■ Directions for this task ■
Determine how many lines below contain the word "dark", then state only that figure.

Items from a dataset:
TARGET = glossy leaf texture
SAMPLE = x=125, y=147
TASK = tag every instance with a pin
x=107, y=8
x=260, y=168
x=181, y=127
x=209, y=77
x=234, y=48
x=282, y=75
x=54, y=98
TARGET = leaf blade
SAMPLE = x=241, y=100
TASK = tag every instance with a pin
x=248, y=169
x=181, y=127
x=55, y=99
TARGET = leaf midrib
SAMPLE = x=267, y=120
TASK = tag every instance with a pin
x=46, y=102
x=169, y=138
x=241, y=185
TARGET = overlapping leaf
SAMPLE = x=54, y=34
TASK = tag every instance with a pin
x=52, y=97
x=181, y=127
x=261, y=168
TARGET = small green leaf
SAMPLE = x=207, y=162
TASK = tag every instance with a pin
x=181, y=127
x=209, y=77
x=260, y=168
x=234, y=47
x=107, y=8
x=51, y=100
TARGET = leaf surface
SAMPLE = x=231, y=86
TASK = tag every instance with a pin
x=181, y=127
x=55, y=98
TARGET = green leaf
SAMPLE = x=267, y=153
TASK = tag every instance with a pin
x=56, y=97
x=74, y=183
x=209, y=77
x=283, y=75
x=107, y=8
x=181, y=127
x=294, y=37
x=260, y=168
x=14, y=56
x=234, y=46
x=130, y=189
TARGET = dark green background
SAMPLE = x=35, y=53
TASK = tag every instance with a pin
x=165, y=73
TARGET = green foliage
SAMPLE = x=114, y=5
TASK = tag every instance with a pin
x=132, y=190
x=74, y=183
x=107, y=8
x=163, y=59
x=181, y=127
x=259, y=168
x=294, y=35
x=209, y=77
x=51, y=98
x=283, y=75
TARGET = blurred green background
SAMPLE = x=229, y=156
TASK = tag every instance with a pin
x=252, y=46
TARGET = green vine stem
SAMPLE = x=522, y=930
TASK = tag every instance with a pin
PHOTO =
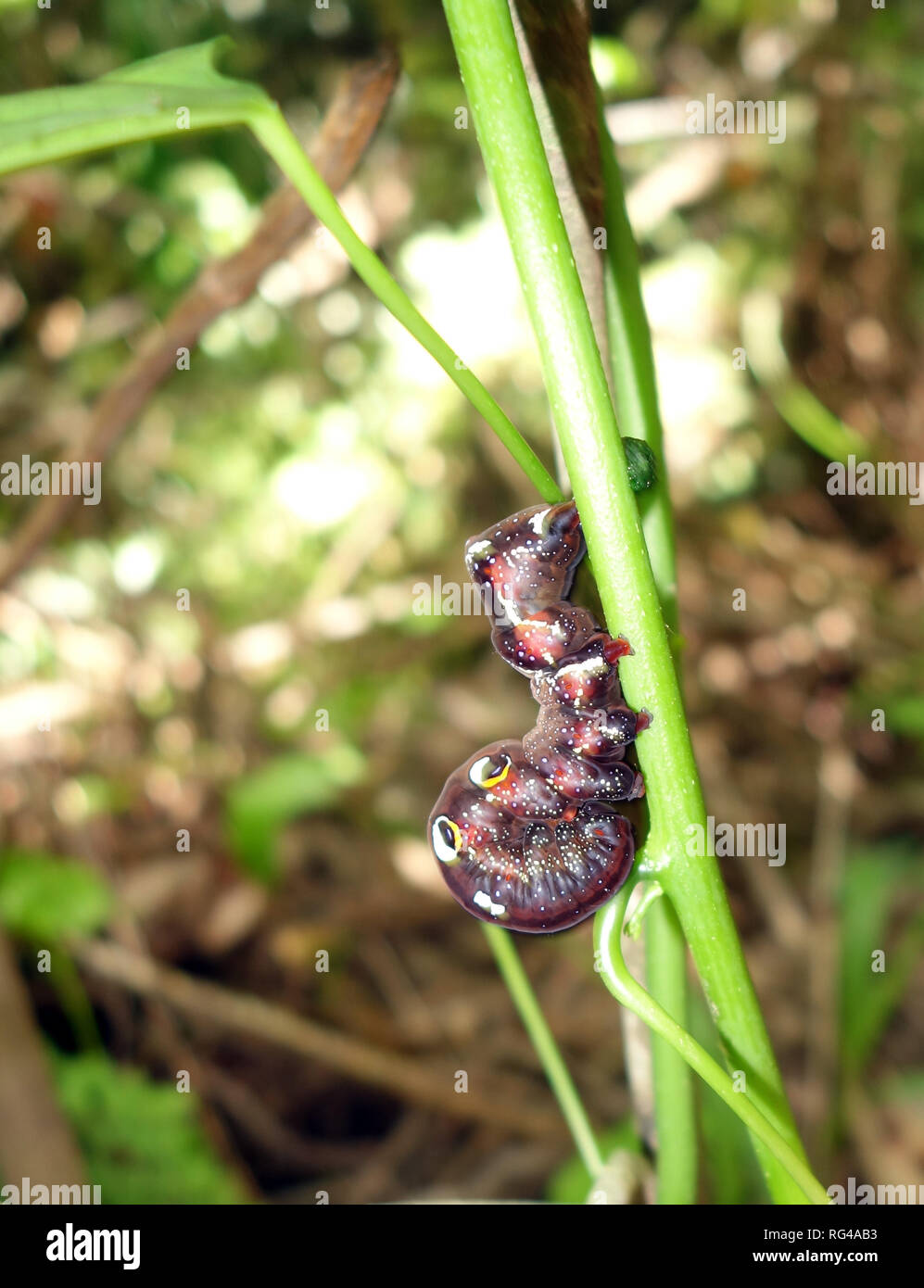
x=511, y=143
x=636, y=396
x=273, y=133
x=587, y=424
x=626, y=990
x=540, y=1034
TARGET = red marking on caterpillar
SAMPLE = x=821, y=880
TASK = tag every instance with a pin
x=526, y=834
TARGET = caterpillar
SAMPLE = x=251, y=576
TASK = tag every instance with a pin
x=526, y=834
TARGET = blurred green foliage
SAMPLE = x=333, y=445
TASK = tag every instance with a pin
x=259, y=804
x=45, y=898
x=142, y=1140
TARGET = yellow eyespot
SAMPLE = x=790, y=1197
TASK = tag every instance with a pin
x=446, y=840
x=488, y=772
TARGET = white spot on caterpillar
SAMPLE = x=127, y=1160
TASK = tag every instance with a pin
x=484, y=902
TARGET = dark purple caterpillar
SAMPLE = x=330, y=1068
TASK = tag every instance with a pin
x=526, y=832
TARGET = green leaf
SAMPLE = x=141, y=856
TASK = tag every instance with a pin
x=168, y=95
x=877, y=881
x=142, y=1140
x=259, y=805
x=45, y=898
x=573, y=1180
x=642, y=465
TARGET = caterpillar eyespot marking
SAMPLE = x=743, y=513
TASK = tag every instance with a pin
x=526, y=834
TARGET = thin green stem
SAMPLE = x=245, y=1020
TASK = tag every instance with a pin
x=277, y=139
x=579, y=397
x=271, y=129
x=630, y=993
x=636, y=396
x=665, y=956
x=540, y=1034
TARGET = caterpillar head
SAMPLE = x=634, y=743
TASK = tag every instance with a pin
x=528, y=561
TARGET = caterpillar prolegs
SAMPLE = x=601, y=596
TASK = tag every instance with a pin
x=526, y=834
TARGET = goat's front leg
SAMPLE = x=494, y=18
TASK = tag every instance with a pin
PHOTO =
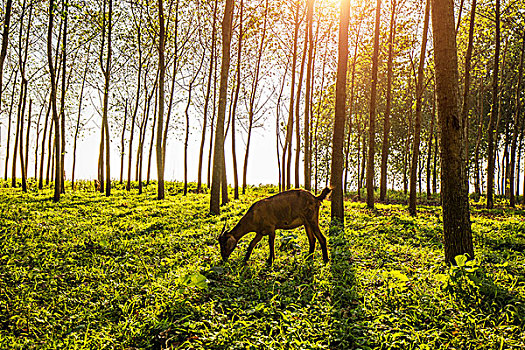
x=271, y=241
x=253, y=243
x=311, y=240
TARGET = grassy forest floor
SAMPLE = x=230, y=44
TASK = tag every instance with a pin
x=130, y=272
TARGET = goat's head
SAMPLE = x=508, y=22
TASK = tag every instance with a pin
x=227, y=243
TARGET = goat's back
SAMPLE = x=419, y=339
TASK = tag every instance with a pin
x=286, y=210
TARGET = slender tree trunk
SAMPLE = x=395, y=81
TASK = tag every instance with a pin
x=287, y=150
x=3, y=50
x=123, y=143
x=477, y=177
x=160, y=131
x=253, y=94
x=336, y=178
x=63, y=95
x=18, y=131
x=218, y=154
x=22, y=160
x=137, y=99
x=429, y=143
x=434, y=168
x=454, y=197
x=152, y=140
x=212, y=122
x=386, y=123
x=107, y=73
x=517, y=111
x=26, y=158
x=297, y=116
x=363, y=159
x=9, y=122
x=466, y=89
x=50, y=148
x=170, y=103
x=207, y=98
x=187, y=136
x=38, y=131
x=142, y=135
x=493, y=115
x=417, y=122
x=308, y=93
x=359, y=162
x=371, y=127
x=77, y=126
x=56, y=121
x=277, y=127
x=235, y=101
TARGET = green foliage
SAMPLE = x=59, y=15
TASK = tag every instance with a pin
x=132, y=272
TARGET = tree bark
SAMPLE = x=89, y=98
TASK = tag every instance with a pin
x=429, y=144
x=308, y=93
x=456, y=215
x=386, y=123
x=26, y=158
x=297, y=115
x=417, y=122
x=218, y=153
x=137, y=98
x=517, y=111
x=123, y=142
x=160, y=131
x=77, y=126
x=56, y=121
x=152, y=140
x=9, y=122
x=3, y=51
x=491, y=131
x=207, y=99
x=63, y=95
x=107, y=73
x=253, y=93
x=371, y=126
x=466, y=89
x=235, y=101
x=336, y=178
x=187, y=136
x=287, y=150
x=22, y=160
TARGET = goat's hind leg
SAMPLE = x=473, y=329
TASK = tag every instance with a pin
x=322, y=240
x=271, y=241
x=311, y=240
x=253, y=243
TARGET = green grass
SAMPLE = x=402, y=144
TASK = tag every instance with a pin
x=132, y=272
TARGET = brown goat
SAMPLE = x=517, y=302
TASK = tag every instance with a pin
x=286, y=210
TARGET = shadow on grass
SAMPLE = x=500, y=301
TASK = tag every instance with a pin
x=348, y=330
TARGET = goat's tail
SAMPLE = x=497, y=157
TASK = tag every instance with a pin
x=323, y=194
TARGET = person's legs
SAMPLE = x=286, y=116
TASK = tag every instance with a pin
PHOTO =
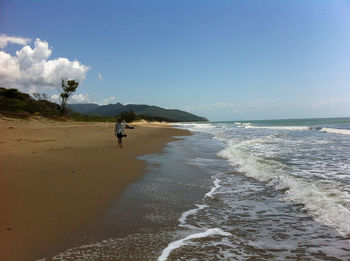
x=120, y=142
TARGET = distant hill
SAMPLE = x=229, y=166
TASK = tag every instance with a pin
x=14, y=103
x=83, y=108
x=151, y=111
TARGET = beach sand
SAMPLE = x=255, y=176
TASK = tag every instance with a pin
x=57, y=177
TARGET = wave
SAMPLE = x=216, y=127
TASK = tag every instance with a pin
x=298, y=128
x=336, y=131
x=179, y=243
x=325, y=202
==
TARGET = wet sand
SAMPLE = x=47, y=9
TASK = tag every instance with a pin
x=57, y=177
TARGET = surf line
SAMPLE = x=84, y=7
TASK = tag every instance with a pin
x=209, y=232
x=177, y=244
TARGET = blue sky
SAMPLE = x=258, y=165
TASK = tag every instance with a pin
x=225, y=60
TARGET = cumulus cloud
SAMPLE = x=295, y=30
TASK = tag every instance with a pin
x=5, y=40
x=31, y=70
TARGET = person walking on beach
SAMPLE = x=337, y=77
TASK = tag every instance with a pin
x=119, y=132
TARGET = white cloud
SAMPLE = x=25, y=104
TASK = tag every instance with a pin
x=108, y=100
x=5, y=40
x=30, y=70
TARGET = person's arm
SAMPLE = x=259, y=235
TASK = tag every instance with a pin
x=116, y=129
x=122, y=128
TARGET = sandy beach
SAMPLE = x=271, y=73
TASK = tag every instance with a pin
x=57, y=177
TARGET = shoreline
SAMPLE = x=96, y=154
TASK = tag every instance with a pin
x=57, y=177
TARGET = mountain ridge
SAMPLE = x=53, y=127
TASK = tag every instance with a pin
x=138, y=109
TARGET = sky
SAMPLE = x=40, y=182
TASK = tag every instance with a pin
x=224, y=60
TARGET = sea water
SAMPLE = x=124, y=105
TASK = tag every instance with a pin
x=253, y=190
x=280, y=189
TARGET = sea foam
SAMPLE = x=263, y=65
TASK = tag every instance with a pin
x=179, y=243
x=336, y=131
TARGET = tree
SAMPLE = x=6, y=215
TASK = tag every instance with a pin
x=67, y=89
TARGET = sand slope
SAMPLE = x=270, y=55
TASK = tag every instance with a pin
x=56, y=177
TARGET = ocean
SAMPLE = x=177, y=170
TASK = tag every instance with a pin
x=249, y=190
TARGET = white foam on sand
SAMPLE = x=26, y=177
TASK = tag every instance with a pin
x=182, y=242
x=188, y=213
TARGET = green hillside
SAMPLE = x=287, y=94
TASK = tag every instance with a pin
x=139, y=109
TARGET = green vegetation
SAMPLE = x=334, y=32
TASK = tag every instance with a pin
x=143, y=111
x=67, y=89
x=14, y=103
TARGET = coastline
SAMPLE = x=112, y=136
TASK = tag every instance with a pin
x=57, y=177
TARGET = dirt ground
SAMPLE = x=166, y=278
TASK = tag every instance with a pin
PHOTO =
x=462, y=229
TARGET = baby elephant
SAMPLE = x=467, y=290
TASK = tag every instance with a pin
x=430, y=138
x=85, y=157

■ Task output ■
2